* WORK TO COMPLETE:
[a] In the discussion of function naming below, what name is suggested for a raw line function?
[b] Extend the discussion of function naming and library layout below, picking up after its last sentence.

---- DOCUMENT

Hi,
Well, I still could imagine circumstances where non transformed functions are good to have, but you may say that I have very good imagination...
I would agree to keep them as "partially internal". Would you suggest a naming scheme?
Hmm, I personally preffer something like GP_RLine() (for Raw Line).
Now there is a good flame! Lets feed it a little:
I disagree with RLine - HLine is the name "Horizontal line", but raw/nonraw is orthogonal to that. I would hate to have [ridiculous example] "ATRHLine" for antialiased, translucent, raw and horizontal line. Compare with AA_HLine_RAW, HLine_AA_Raw or HLine_AR (as one-letter flags, but still prune to collisions)
While having flags as non-separated prefixes seems tempting, it will lead to ambiguous names, order confusion etc.
In general, it is a good question which separate variants to generate for combinations of Antialiasing, Transparency and Raw(nontransformed).
Another general point is that we might want to split drawing functions off core to a different "module", keeping putpixel and perhaps writepixels.
I would also prefer to keep the core library as simple as possible, and have somewhat "modular" layout (context should be usable without text, images, events and backends).
True indeed. I was thinking of this too, we IMHO have too much functionality in core now. At least I would move the text related code to it's own directory.

--------
---- STORED RECORDS

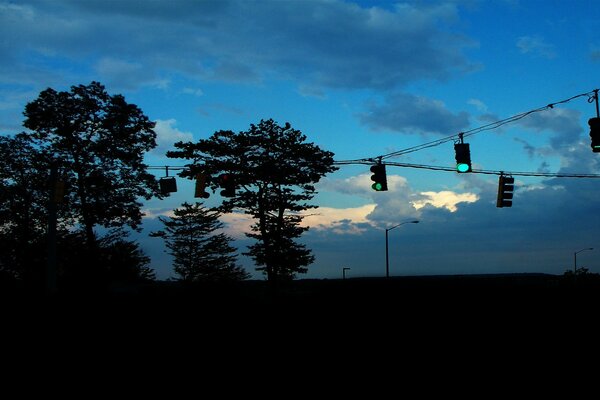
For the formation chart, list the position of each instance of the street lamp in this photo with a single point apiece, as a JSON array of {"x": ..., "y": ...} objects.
[
  {"x": 387, "y": 258},
  {"x": 344, "y": 272},
  {"x": 575, "y": 259}
]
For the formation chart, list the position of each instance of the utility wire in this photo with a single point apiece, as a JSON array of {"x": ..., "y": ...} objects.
[
  {"x": 474, "y": 171},
  {"x": 493, "y": 125},
  {"x": 486, "y": 127}
]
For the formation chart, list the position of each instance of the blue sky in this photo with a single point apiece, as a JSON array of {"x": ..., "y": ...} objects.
[{"x": 360, "y": 79}]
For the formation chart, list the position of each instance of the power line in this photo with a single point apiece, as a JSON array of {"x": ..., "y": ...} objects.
[
  {"x": 486, "y": 127},
  {"x": 474, "y": 171}
]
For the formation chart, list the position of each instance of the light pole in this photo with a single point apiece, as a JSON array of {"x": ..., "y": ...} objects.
[
  {"x": 344, "y": 272},
  {"x": 575, "y": 259},
  {"x": 387, "y": 257}
]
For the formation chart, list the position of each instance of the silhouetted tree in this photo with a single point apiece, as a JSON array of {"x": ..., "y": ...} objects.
[
  {"x": 23, "y": 201},
  {"x": 99, "y": 142},
  {"x": 274, "y": 171},
  {"x": 117, "y": 260},
  {"x": 199, "y": 254}
]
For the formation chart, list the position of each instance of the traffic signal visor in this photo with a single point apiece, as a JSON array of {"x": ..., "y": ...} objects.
[
  {"x": 379, "y": 178},
  {"x": 506, "y": 185},
  {"x": 594, "y": 124},
  {"x": 463, "y": 157}
]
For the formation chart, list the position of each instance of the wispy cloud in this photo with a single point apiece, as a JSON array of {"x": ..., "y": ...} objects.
[
  {"x": 406, "y": 113},
  {"x": 167, "y": 134},
  {"x": 536, "y": 46}
]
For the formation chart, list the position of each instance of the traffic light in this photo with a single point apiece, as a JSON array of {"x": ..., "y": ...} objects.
[
  {"x": 200, "y": 191},
  {"x": 227, "y": 183},
  {"x": 379, "y": 177},
  {"x": 463, "y": 157},
  {"x": 167, "y": 184},
  {"x": 506, "y": 185},
  {"x": 594, "y": 124},
  {"x": 59, "y": 192}
]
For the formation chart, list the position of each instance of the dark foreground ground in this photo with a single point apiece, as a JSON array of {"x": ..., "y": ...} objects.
[
  {"x": 512, "y": 297},
  {"x": 457, "y": 319}
]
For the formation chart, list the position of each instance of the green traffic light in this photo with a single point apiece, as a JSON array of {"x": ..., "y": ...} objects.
[{"x": 462, "y": 167}]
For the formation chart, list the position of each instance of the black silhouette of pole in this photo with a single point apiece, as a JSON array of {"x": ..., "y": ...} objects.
[
  {"x": 52, "y": 217},
  {"x": 387, "y": 257},
  {"x": 575, "y": 259},
  {"x": 344, "y": 272}
]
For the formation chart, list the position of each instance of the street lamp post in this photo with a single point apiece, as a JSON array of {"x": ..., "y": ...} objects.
[
  {"x": 575, "y": 259},
  {"x": 344, "y": 272},
  {"x": 387, "y": 257}
]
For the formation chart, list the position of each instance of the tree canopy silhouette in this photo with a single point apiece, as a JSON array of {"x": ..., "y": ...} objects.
[
  {"x": 199, "y": 254},
  {"x": 273, "y": 171},
  {"x": 98, "y": 141}
]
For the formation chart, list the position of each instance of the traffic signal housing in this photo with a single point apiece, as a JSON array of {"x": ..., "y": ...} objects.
[
  {"x": 200, "y": 189},
  {"x": 463, "y": 157},
  {"x": 594, "y": 124},
  {"x": 506, "y": 185},
  {"x": 227, "y": 183},
  {"x": 379, "y": 177},
  {"x": 167, "y": 184}
]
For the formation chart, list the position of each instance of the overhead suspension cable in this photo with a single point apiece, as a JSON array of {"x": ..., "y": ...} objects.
[
  {"x": 486, "y": 127},
  {"x": 474, "y": 171}
]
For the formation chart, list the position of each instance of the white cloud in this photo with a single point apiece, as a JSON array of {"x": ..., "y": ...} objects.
[
  {"x": 406, "y": 113},
  {"x": 320, "y": 44},
  {"x": 167, "y": 134},
  {"x": 339, "y": 220},
  {"x": 478, "y": 104},
  {"x": 537, "y": 46},
  {"x": 192, "y": 91},
  {"x": 445, "y": 199}
]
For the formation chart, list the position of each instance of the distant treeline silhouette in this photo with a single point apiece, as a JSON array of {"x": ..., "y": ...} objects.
[{"x": 79, "y": 167}]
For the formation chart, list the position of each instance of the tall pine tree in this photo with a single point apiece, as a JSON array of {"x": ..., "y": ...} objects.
[{"x": 199, "y": 253}]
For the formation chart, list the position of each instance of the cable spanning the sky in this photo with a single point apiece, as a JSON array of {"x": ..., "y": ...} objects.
[
  {"x": 474, "y": 171},
  {"x": 471, "y": 132},
  {"x": 591, "y": 95}
]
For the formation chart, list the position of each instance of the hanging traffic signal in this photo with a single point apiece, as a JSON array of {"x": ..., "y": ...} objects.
[
  {"x": 227, "y": 183},
  {"x": 506, "y": 185},
  {"x": 167, "y": 184},
  {"x": 379, "y": 177},
  {"x": 58, "y": 194},
  {"x": 463, "y": 157},
  {"x": 594, "y": 124},
  {"x": 200, "y": 190}
]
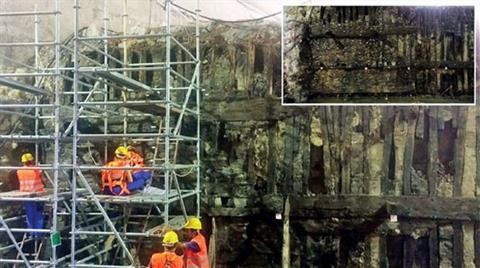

--------

* EXERCISE ANSWERS:
[a] GP_RLine(), for "Raw Line"

[b]
Agree.
I was thinking about adding "transformed w/h" to GP_Context to speed up GP_ContextW (avoid swap_axes checking), but that is probably not useful and can be added later.
I understand that, but there are at least two more problems with that:
- having two w/h is confusing
- with two w/h context could be in inconsistent state
- you must add number of checks into the code
I understand that having two public attributes would be confusing, but if we really want to keep it "secret", then I do not see the confusion problem.
How would you get inconsistency in GP_Context? Context and its attributes are once set-up on context creation and then never modified again (only clipping may be modified afterwards).
Inconsistency can either be introduced upon creation - either in core lib (we can have a debug check tests there) or manual initialization (should be forbidden); or by modification afterwards - either manually (if anybody modifies these, no CHECKs can save her from doom) or by memory corruption (then the CHECK is useless anyway and not much more informative that SEGV).
It is a pity that C does not have const struct members as C++ classes do.
T.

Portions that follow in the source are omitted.